━━━ Source extract
Other types of period conveyance were a few minutes’ walk away at the Classic Car Show. Although the sun shone and the cars were proudly polished, there was a forlorn feeling almost seeping out of the field they stood on, which I cannot explain. The very few owners who were with their vehicles had little to say about them. Even the autojumble and vendors stalls had an air of lassitude. I would like to believe that the owners were all pressed to the rails in the viewing areas cheering the carriage drivers on. A handful of people were wandering between the classics. Eavesdropping on their conversations, most were not old car addicts, but were showing polite interest for the most part based on past ownership of the models on display. A general, as opposed to marque-specific car show has something for everyone, and this one had examples from the grand Motor Cars of the 1920s through to humbler and sportier cars of the 1970s and ‘80s. Like the other viewers, we bored our children with stories of the cars we had owned, illustrated with the examples in front of us, with misty-eyed nostalgia suppressing memories of uncomfortable seats, inadequate heaters, vague steering and serious corrosion. The children suppressed yawns. Triumphs stood in a line, TR3 to TR7 (yes, we had one of those), and a solitary, sad Vanden Plas 1300. We had one of those, too. Did that start the addiction? The Vanden Plas had more in common with my Bentley T-series than is obvious: quite apart from the appearance, resembling a Bentley which has been washed at too high a temperature and shrunk, the old Vanden Plas company made bodies for Bentleys, many more of which seem to be running now than ever

left the works, such has been the enthusiasm for the deeds of the Bentley Boys. Not only was the interior of the Vanden Plas 1300 as near a miniaturised Rolls-Royce interior (with some leather but more ‘knit-backed expanded vinyl’) as British Leyland’s hard-working accountants would allow, but the body was pressed in the Pressed Steel Fisher plant which also pressed the Silver Shadow. The carpets may be thinner, the driving position more plebeian and half the cylinder count (with about a fifth of the swept volume) is much more voluble, but… the little 1300 has a proud look, lost when it grew into the Allegro bodyshell.
━━━━━━
━━━ Supplied material
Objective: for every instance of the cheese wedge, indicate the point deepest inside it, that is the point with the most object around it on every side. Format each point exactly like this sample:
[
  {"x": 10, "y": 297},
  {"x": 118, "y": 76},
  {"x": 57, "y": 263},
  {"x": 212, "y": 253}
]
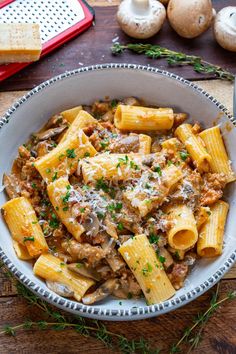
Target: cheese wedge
[{"x": 19, "y": 42}]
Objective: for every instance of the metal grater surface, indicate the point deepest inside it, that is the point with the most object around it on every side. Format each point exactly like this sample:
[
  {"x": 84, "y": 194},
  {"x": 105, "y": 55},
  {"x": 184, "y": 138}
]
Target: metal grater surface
[{"x": 53, "y": 16}]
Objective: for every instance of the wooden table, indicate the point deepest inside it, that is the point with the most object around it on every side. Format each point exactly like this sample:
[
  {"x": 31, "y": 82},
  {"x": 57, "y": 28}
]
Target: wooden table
[{"x": 220, "y": 332}]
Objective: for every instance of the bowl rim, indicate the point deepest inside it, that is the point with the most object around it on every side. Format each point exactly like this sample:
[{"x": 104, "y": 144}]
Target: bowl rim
[{"x": 133, "y": 312}]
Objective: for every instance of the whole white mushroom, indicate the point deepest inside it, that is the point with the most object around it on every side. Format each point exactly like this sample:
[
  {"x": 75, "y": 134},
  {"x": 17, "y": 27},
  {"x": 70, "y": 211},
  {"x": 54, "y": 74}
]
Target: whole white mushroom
[
  {"x": 225, "y": 28},
  {"x": 141, "y": 18},
  {"x": 190, "y": 18}
]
━━━━━━
Answer these questions from the car show passage:
(a) Which Triumph models stood in a line?
(b) In which plant was the body of the Vanden Plas 1300 pressed?
(c) What range of cars did the show include?
The rows above are separate material, unrelated to the car show passage.

> Result:
(a) The Triumphs from the TR3 to the TR7 stood in a line.
(b) The body was pressed in the Pressed Steel Fisher plant, which also pressed the Silver Shadow.
(c) The show ran from the grand Motor Cars of the 1920s through to humbler and sportier cars of the 1970s and '80s.